[Begin]
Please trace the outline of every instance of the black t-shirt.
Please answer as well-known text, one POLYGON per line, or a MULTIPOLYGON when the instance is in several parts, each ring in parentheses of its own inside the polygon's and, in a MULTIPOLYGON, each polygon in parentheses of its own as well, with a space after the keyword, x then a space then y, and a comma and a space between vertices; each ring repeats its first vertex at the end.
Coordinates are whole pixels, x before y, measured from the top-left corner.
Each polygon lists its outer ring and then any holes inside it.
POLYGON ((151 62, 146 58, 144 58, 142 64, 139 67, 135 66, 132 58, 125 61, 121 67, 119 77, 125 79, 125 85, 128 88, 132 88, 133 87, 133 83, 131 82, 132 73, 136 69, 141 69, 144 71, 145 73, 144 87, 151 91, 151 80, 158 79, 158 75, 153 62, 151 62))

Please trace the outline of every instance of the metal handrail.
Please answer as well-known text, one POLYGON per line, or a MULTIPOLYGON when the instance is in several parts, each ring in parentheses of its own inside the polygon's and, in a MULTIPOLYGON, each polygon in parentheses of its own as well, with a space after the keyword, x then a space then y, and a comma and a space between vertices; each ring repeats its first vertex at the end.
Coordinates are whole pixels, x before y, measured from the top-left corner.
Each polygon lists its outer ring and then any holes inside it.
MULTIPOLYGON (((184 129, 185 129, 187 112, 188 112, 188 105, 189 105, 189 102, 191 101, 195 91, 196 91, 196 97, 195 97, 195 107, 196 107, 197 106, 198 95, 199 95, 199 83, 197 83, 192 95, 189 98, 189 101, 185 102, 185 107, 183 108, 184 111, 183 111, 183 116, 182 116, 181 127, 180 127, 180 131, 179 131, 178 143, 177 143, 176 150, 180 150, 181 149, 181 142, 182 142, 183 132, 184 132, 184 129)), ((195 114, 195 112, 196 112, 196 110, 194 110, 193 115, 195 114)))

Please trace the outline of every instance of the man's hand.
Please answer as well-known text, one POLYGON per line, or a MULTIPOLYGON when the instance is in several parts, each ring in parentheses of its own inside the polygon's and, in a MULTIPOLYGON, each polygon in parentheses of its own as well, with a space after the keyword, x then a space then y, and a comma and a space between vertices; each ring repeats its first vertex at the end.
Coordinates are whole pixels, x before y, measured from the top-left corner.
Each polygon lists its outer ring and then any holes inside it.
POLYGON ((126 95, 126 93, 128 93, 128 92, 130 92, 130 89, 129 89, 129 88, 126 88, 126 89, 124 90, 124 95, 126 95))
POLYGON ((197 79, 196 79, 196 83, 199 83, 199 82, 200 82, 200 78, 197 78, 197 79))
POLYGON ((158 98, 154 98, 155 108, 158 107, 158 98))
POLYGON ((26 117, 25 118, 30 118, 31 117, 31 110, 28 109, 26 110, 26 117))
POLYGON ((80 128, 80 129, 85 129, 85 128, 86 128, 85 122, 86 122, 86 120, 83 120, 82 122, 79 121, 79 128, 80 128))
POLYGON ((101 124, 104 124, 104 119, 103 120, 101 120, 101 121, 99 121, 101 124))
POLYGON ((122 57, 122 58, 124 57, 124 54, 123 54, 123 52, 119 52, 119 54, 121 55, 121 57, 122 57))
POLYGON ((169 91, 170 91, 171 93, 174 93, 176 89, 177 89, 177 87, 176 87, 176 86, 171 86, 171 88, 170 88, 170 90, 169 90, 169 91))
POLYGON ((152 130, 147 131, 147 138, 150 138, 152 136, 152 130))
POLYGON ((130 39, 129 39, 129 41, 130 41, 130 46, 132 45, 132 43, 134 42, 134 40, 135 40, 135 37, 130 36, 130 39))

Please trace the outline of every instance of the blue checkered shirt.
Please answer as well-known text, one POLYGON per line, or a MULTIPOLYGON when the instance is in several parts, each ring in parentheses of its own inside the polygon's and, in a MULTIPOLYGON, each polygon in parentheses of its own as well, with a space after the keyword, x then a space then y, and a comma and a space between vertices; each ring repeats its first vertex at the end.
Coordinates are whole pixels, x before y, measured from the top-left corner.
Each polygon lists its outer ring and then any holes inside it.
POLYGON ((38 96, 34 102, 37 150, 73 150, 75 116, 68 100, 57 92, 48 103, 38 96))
[End]
◆ **WORK REQUIRED**
Please rewrite the entries above, putting "integer pixels" wherever "whole pixels" appears and leaving everything else unchanged.

◆ **THE REPLY**
Please trace the outline of every instance of the black t-shirt.
Please answer as well-known text, one POLYGON per line, or a MULTIPOLYGON when the instance is in several parts, each ring in parentheses of its own inside the polygon's and, in a MULTIPOLYGON, each polygon in parentheses of its own as well, with a space after the keyword, x then a space then y, and a comma and a space between vertices; each ring repeats its first vertex at the end.
Coordinates are integer pixels, x before y, measured from the top-left corner.
Each polygon lists its outer ring and then any holes inside it.
POLYGON ((151 62, 146 58, 144 58, 142 64, 139 67, 135 66, 132 58, 125 61, 121 67, 119 77, 125 79, 125 85, 128 88, 132 88, 133 87, 133 83, 131 82, 132 73, 136 69, 141 69, 144 71, 145 73, 144 87, 151 91, 151 80, 158 79, 158 75, 153 62, 151 62))

Please trace the outline of every instance of the metal handrail.
Please answer as well-known text, one POLYGON per line, or a MULTIPOLYGON when the instance is in several parts, each ring in parentheses of its own inside the polygon's and, in a MULTIPOLYGON, each polygon in parentheses of its own as well, with a space after the keyword, x then a space then y, and a comma and a space between vertices; each ring repeats its first vertex at the end.
Coordinates are integer pixels, x before y, measured from the top-left corner.
Each polygon lists its outer ring and then any holes inside it.
MULTIPOLYGON (((184 129, 185 129, 187 112, 188 112, 188 105, 189 105, 189 102, 191 101, 195 91, 196 91, 196 97, 195 97, 195 107, 196 107, 197 106, 198 95, 199 95, 199 83, 197 83, 192 95, 189 98, 189 101, 185 102, 185 107, 183 108, 184 111, 183 111, 183 116, 182 116, 181 127, 180 127, 180 131, 179 131, 178 143, 177 143, 176 150, 180 150, 181 149, 181 142, 182 142, 183 132, 184 132, 184 129)), ((195 114, 195 112, 196 112, 196 110, 194 110, 193 115, 195 114)))

Please trace the outline of every instance of the man's hand.
Please answer as well-known text, one POLYGON per line, or a MULTIPOLYGON when the instance is in several parts, each ring in parentheses of its own inside the polygon's and, in a MULTIPOLYGON, each polygon in parentheses of its own as well, with a space after the keyword, x then a space then y, and a comma and a space between vertices; each ring repeats its first vertex at the end.
Coordinates are integer pixels, x before y, measured from the top-left corner.
Each polygon lists its outer ring and then any holes inside it.
POLYGON ((126 95, 126 93, 128 93, 128 92, 130 92, 130 89, 129 89, 129 88, 126 88, 126 89, 124 90, 124 95, 126 95))
POLYGON ((197 79, 196 79, 196 83, 199 83, 199 82, 200 82, 200 78, 197 78, 197 79))
POLYGON ((158 98, 154 98, 155 108, 158 107, 158 98))
POLYGON ((26 117, 25 118, 30 118, 31 117, 31 110, 28 109, 26 110, 26 117))
POLYGON ((80 128, 80 129, 85 129, 85 128, 86 128, 85 122, 86 122, 86 120, 83 120, 82 122, 79 121, 79 128, 80 128))
POLYGON ((101 124, 104 124, 104 119, 103 120, 101 120, 101 121, 99 121, 101 124))
POLYGON ((122 57, 122 58, 124 57, 124 54, 123 54, 123 52, 119 52, 119 54, 121 55, 121 57, 122 57))
POLYGON ((169 91, 170 91, 171 93, 174 93, 176 89, 177 89, 177 87, 176 87, 176 86, 171 86, 171 88, 170 88, 170 90, 169 90, 169 91))
POLYGON ((152 130, 147 131, 147 138, 150 138, 152 136, 152 130))
POLYGON ((130 39, 129 39, 129 41, 130 41, 130 46, 132 45, 132 43, 134 42, 134 40, 135 40, 135 37, 130 36, 130 39))

Please trace the outline of every instance of the blue checkered shirt.
Please answer as well-known text, one POLYGON per line, or a MULTIPOLYGON when the instance is in several parts, each ring in parentheses of its own inside the polygon's and, in a MULTIPOLYGON, each polygon in parentheses of its own as well, with a space after the keyword, x then a space then y, and a comma and a space between vertices; each ring repeats its first vertex at the end.
Coordinates are integer pixels, x before y, measured from the top-left corner.
Each polygon lists its outer ring and then any holes inside it.
POLYGON ((38 96, 34 102, 37 150, 73 150, 75 116, 68 100, 57 92, 48 103, 38 96))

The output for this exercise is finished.